━━━ Data shown ━━━
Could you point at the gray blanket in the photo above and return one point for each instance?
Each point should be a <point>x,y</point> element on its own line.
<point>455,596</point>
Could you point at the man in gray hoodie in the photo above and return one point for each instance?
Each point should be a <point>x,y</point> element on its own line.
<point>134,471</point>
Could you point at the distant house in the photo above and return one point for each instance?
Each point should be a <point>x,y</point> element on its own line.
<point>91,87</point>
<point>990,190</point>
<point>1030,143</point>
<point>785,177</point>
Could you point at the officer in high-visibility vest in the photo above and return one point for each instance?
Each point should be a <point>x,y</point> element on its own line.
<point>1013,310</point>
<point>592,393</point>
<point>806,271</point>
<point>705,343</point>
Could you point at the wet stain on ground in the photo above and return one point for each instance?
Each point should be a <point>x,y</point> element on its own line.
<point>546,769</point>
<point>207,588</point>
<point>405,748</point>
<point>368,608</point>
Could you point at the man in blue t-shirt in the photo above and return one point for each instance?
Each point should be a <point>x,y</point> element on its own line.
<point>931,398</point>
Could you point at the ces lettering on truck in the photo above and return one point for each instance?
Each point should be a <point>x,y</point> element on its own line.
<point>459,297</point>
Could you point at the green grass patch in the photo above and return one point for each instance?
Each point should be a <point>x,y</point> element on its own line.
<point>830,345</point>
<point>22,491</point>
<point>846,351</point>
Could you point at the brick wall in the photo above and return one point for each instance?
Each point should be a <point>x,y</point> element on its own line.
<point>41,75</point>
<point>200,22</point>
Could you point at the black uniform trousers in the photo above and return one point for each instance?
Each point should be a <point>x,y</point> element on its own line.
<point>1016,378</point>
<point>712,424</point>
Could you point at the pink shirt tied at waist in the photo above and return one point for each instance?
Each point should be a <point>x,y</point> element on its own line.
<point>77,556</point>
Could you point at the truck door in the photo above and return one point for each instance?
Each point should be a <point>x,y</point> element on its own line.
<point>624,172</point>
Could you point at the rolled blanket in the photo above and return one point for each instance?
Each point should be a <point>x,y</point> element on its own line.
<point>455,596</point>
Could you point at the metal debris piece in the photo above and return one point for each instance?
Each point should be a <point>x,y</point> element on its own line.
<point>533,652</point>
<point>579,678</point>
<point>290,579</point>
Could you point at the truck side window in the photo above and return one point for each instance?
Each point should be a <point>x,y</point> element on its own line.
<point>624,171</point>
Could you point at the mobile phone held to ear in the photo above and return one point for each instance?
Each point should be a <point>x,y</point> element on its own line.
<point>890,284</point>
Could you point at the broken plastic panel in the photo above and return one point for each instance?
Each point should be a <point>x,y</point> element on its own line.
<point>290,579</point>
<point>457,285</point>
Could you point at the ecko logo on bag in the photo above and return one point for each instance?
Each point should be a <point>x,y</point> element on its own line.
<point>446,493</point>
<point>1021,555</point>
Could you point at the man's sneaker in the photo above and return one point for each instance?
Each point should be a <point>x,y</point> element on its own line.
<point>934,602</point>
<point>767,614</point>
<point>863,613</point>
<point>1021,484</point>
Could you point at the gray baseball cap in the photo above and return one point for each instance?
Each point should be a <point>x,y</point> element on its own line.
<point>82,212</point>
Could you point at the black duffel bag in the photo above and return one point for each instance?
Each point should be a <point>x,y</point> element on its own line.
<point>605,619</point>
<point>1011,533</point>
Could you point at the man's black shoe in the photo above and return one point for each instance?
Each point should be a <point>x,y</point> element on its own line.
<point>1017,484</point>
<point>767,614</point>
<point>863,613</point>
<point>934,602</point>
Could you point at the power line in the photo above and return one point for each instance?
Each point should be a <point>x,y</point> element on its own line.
━━━
- **What is expected**
Change every "instance" in the items above to "occurrence", and reproduce them with nothing else altered.

- **Exercise answer**
Could you point at the gray blanket in the photo above and return one point for each occurrence?
Each point should be a <point>x,y</point> element on its own line.
<point>455,596</point>
Could you point at the man in gray hoodie in the photo above and return one point for each occurrence?
Each point should be a <point>x,y</point> element on its own line.
<point>134,471</point>
Could you point at the distant house in the photo above and return one point for each occurrence?
Each point should be a <point>x,y</point> element on its own line.
<point>91,87</point>
<point>990,190</point>
<point>1030,143</point>
<point>785,177</point>
Could you point at the officer in high-visibility vest in the photo above and return one point for each occurrence?
Each point should be a <point>x,y</point> element on its own line.
<point>1013,310</point>
<point>592,393</point>
<point>806,271</point>
<point>705,343</point>
Could you point at the wet stain on ground in the photo above and return one point for each occurrence?
Each point should be a <point>x,y</point> element on its own line.
<point>546,769</point>
<point>207,588</point>
<point>405,748</point>
<point>368,608</point>
Could you point at the man in blue t-shirt in the photo above and return one point for each occurrence?
Each point should be a <point>x,y</point> element on its own line.
<point>931,398</point>
Could you point at the ces lettering on truck in the photo above and return one point for each occurrence?
Each point should be a <point>x,y</point> element on its own line.
<point>459,297</point>
Could you point at the green grass patch in the photo above and return one point for each occurrence?
Each point should be a <point>x,y</point> element on its own line.
<point>830,345</point>
<point>22,491</point>
<point>846,351</point>
Could you point at the brick wall in the photo above and return one point for each occurrence?
Each point should be a <point>x,y</point> element on its own line.
<point>41,75</point>
<point>200,22</point>
Could you point at the black uniform trousers in the photo above and return one point for each occurrence?
Each point should be a <point>x,y</point> element on its own line.
<point>1016,378</point>
<point>712,424</point>
Could you point at the pink shirt tied at waist in the photo above and return one point for each occurrence?
Each point should be a <point>x,y</point> element on its own line.
<point>77,556</point>
Could you point at the truck door in the photo above and return one point for each occurrence?
Each point should be a <point>x,y</point> element on its own line.
<point>624,172</point>
Could you point at the rolled blanket in the photo above and return one point for each occurrence?
Each point should be a <point>x,y</point> element on its own line.
<point>455,596</point>
Could you point at the metal debris piece in the photo above and return one point for each occurrence?
Each point should be a <point>x,y</point> element on its own line.
<point>533,652</point>
<point>579,678</point>
<point>290,579</point>
Could you point at the truck side window in the photo above and return one point for each occurrence?
Each point should be a <point>x,y</point> element on its own line.
<point>624,171</point>
Could you point at the mobile phone held to ear in the photo above and return one point for each occurrence?
Each point should be a <point>x,y</point> element on its own line.
<point>890,284</point>
Could you point at the broken plastic panel in the photo above and return one point for each occurrence?
Each point should be a <point>x,y</point> element on its own line.
<point>290,579</point>
<point>457,285</point>
Could you point at the ecko logo on bag in the photo above and return one point for each occurrence?
Each point should be a <point>x,y</point> element on its own line.
<point>446,493</point>
<point>1021,555</point>
Could you point at the man's sneaker in the photo above and return one point for each occurrence?
Each point should be a <point>x,y</point> element on its own line.
<point>934,602</point>
<point>767,614</point>
<point>863,613</point>
<point>1021,484</point>
Could you point at the gray baseball cap in the photo above and return one point for each occurrence?
Each point should be a <point>x,y</point> element on its own line.
<point>82,212</point>
Could you point at the black duffel bag in the photo above and return one point for each occurrence?
Each point should be a <point>x,y</point> element on its own line.
<point>605,619</point>
<point>1011,533</point>
Could you point at the man's black shoe in the photo above and return one point for each occurrence?
Each point should be a <point>x,y</point> element on its own line.
<point>1017,484</point>
<point>767,614</point>
<point>863,613</point>
<point>934,602</point>
Could you point at the power line in the photo above and return one point for each occurrence?
Each point should be a <point>x,y</point> element on its own line.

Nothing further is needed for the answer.